• Goal of the exercise:
Return the passage of the article on the Olympics puzzle box word for word, starting with "A clue on the" and going on through "The Lost Ring.".

• Extract provided:
*** Block opens ***
Now, I'm not going to pretend I'm all that good at solving puzzles, so when the box arrived Friday, I was a bit at a loss to figure out what the included clues meant.
The box included three postcards with historical Olympics pictures.
(Credit: Daniel Terdiman/CNET News.com)Inside the box, there was a reproduction of what appears to be a 1920 Olympics poster with a figure of a discus thrower on the front, and the text, "VIIe Olympiade. Anvers (Belgique). 1920 Aout - Septembre 1920. Subsidee par les pouvoirs publics."
On the reverse, there's also the text, "It's a secret someone has been keeping for a very long time."
There was also a ball of string and three postcards with historical Olympic images on them. The reverse sides of the three cards were endowed with the clues, "March 3, 2008. Find her...," "March 4, 2008?? Find the others...," "March 5, 2008? Find him...," "March 11, 2008?? Find the secret..." and "August 24, 2008. Save the world."
And August 24 is, in fact, the closing ceremony of this summer's Beijing Olympics. As a result, it's a fairly quick, logical jump to conclude that the ultimate goal of this game is to save the world at the closing ceremonies. Or some such.
The box itself, which came FedEx, had the return address of "T.L. Ring, 1920 Olympic Way, San Francisco, CA."
No such address exists.
A clue on the back of the Olympic poster that came in the box reads, 'It's a secret someone has been keeping for a very long time.'
(Credit: Daniel Terdiman/CNET News.com)Others, apparently, got other post cards, all with the same clues on the back.
According to the leading publication on ARGs, ARGNet, this game is called, Find The Lost Ring.
The way these games work, there will be months of developing story line, with players all over the world working together to try to keep up. There will be active Web sites and there could well be mobs of people running around various cities trying to solve different elements of the game.
That the Olympics would be the subject matter for an ARG is rather exciting, it seems to me, because it's almost certain to bring a great deal of attention to the game and the genre.
*** Block closes ***
(Stored items)
*** Block opens ***
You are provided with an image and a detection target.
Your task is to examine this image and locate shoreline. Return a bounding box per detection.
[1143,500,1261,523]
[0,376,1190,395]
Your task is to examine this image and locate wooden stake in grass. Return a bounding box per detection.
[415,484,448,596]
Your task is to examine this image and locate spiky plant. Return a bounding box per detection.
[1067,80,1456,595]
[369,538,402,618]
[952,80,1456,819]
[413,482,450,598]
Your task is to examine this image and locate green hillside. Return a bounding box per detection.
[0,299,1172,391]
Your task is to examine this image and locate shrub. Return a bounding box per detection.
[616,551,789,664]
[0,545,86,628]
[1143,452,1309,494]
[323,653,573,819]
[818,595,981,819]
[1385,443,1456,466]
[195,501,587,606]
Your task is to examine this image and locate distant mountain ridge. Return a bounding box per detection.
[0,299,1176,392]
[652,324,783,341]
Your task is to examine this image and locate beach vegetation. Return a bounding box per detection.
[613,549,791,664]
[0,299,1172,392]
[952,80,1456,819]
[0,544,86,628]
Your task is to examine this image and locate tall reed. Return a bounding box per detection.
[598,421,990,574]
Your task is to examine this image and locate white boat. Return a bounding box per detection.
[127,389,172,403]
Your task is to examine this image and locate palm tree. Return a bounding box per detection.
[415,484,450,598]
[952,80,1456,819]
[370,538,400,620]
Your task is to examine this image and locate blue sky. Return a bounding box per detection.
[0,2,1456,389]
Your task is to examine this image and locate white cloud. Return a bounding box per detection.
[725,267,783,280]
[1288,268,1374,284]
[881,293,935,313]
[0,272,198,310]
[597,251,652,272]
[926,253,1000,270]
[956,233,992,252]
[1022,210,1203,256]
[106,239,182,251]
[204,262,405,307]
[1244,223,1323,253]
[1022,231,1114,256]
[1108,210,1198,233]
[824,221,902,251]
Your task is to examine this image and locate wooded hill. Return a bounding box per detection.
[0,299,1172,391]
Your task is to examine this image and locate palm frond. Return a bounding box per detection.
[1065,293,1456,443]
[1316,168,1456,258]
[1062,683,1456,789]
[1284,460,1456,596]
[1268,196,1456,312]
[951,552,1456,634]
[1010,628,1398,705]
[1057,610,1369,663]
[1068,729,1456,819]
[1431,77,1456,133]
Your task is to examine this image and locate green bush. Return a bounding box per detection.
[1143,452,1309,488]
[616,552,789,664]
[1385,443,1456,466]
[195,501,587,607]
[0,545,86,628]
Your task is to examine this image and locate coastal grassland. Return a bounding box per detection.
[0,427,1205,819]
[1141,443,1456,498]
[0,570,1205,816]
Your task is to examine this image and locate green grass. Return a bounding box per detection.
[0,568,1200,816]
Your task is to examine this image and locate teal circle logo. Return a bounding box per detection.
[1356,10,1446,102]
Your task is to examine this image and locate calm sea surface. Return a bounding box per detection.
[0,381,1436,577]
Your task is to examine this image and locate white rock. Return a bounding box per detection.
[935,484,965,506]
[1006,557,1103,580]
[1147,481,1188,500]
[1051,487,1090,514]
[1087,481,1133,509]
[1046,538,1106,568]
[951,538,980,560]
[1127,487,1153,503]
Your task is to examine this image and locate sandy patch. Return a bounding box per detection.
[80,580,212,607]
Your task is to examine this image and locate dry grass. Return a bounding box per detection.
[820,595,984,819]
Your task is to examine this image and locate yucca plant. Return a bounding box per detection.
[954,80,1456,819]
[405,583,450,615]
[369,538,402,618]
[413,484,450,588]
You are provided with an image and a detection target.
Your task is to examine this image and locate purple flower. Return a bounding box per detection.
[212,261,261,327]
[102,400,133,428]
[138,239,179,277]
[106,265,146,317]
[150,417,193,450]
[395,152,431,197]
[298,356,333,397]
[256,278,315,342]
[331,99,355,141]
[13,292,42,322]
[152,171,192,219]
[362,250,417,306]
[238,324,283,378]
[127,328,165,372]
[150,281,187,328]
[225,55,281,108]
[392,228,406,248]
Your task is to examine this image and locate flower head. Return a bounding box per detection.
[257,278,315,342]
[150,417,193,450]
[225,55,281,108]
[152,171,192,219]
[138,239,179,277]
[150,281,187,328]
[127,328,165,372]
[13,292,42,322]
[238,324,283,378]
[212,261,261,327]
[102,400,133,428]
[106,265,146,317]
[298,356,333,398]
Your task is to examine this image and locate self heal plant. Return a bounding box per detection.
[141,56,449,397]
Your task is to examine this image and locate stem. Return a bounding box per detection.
*** Block closes ***
• Reply:
A clue on the back of the Olympic poster that came in the box reads, 'It's a secret someone has been keeping for a very long time.'
(Credit: Daniel Terdiman/CNET News.com)Others, apparently, got other post cards, all with the same clues on the back.
According to the leading publication on ARGs, ARGNet, this game is called, Find The Lost Ring.